Start of Block
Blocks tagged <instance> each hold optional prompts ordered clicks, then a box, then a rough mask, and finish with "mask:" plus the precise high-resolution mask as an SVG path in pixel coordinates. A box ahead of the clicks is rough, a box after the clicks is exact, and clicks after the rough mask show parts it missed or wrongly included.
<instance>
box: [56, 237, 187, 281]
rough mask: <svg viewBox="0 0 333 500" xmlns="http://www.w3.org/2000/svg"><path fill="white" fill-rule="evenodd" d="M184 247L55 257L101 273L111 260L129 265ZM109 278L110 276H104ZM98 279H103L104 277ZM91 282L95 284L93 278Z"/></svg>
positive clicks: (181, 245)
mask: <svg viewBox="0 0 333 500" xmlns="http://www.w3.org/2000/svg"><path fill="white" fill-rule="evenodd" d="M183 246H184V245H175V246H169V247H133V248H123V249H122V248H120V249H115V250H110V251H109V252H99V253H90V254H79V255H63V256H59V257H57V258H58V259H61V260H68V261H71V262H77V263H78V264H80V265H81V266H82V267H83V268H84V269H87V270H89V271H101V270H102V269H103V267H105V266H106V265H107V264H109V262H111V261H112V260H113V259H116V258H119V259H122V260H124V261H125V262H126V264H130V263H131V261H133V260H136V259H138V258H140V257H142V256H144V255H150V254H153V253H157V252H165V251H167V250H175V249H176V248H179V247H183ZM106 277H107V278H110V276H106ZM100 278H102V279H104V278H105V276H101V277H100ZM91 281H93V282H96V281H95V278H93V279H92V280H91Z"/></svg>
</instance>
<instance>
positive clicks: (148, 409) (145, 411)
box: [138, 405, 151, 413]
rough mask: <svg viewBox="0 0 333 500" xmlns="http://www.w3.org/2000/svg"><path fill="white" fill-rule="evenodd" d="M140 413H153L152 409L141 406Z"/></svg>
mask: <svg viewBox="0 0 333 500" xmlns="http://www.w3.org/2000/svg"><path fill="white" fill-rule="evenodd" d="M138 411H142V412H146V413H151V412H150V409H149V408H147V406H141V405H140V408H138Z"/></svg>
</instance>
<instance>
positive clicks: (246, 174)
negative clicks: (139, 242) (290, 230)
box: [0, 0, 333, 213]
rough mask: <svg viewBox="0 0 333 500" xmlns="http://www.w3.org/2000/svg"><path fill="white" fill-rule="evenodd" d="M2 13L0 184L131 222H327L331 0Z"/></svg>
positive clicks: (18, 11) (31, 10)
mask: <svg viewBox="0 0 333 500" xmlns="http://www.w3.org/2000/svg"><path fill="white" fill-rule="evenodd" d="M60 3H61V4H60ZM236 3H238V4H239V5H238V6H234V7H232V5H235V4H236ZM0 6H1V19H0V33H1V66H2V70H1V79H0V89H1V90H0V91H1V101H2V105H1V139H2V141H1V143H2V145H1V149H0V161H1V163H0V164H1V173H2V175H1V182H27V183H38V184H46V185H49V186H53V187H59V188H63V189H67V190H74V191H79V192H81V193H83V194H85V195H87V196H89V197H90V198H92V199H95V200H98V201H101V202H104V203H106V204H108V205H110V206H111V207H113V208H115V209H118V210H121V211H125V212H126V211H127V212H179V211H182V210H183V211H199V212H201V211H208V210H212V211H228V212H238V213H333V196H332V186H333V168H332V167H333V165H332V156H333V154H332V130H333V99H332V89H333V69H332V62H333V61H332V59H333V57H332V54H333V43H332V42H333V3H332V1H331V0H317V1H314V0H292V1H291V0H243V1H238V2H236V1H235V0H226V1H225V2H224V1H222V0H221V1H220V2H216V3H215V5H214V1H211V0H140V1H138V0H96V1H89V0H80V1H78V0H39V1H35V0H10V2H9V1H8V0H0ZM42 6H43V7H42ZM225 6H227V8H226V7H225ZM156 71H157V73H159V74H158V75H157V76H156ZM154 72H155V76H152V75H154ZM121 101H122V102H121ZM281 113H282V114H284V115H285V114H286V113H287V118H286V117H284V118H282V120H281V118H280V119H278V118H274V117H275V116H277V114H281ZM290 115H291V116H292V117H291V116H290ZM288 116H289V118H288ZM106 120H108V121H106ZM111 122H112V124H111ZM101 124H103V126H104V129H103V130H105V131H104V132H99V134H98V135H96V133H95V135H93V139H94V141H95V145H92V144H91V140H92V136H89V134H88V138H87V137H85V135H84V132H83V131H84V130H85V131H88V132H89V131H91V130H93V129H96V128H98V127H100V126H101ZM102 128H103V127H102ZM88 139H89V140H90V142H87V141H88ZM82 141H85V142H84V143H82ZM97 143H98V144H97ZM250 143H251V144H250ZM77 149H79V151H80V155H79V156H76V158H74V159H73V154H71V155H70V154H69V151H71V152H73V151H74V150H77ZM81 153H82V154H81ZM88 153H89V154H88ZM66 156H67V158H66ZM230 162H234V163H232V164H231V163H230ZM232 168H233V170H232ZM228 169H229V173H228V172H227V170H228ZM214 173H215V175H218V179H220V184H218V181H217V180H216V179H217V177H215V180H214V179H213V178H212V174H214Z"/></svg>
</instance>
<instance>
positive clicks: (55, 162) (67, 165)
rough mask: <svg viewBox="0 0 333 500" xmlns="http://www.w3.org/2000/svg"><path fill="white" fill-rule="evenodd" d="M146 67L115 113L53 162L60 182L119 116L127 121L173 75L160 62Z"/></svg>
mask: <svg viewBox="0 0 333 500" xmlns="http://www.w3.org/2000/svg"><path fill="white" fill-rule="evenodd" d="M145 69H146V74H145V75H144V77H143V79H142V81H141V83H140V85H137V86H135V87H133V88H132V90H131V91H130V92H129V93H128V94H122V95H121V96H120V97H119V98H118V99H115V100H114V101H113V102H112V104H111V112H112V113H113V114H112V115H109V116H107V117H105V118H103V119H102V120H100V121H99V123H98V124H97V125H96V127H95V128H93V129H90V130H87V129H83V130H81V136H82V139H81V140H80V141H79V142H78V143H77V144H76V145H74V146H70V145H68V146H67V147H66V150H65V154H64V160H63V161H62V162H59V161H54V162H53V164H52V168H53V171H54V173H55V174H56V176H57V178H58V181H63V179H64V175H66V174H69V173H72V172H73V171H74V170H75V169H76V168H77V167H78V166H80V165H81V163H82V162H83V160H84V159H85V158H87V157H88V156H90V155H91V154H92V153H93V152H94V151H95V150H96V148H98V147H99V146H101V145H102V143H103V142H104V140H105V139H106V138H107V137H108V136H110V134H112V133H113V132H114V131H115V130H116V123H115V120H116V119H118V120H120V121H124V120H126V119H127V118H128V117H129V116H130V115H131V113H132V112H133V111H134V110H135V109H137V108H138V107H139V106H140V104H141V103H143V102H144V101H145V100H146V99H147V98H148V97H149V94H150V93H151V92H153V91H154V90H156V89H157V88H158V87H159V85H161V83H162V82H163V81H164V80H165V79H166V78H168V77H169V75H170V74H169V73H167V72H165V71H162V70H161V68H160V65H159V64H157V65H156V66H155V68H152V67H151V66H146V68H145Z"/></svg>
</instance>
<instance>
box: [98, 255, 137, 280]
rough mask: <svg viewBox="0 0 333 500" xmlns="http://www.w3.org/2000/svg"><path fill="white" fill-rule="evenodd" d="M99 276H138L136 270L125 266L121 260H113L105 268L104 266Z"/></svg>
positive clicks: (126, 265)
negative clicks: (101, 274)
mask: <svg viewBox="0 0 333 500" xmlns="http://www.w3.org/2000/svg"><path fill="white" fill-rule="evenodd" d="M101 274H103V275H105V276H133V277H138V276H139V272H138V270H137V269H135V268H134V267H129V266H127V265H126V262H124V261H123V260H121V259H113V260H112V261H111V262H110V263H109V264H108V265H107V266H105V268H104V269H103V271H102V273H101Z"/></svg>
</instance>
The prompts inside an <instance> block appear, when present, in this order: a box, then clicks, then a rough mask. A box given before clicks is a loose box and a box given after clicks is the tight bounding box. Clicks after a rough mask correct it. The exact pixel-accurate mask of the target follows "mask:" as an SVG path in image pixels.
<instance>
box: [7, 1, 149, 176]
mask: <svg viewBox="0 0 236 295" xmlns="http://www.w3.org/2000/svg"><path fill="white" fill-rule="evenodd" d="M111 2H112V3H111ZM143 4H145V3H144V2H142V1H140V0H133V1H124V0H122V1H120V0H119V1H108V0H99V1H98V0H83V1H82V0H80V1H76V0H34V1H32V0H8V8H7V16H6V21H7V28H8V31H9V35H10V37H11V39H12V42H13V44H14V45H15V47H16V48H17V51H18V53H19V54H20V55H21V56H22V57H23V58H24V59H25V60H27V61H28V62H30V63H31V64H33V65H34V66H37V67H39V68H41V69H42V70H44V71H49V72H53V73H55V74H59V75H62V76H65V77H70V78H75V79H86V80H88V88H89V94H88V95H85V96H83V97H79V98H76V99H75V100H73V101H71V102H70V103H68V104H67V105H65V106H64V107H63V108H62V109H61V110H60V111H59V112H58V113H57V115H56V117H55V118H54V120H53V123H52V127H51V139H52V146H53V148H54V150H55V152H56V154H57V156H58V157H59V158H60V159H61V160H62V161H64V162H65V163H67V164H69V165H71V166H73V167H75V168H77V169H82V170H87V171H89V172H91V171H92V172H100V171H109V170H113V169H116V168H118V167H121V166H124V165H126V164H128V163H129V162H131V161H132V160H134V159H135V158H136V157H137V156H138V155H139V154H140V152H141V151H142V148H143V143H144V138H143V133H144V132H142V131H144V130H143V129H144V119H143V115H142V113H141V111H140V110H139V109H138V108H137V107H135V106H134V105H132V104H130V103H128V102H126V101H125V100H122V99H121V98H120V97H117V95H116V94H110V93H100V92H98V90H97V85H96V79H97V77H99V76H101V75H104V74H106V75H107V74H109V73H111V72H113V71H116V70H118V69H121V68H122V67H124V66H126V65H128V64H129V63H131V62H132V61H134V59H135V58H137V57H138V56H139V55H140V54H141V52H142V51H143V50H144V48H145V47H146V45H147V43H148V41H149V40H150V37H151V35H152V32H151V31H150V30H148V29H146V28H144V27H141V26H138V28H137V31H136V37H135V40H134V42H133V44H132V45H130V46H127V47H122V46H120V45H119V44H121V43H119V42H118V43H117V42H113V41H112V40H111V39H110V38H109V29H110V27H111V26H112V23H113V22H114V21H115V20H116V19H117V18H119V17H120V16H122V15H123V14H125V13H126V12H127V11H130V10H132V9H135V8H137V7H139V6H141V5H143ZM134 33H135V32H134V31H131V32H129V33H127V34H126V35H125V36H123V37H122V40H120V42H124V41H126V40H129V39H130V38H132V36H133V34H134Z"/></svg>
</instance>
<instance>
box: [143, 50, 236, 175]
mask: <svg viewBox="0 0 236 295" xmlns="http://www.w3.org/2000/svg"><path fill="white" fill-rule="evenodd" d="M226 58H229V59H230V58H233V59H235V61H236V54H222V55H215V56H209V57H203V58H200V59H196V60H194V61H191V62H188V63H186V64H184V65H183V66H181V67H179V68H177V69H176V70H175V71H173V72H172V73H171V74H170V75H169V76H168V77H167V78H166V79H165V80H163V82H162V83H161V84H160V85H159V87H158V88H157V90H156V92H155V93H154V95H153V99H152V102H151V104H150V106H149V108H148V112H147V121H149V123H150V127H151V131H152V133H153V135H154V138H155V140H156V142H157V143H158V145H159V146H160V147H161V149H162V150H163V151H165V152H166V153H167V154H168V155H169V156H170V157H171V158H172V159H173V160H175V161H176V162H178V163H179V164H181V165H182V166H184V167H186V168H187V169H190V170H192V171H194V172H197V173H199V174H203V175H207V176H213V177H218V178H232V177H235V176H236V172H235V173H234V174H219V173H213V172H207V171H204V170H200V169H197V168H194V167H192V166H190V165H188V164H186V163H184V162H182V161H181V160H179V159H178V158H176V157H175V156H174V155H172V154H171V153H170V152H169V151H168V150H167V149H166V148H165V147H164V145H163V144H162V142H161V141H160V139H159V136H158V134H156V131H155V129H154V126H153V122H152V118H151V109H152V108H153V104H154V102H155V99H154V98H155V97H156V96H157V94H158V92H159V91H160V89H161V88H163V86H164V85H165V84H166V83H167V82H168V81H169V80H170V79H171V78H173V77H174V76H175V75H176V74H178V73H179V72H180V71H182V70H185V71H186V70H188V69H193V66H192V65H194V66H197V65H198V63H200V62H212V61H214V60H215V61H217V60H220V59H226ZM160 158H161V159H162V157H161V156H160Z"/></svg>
End of Block
Task directions: Determine how many lines of the entries above contain the string "positive", with case counting. Reply with the number alone.

Output for this exercise: 6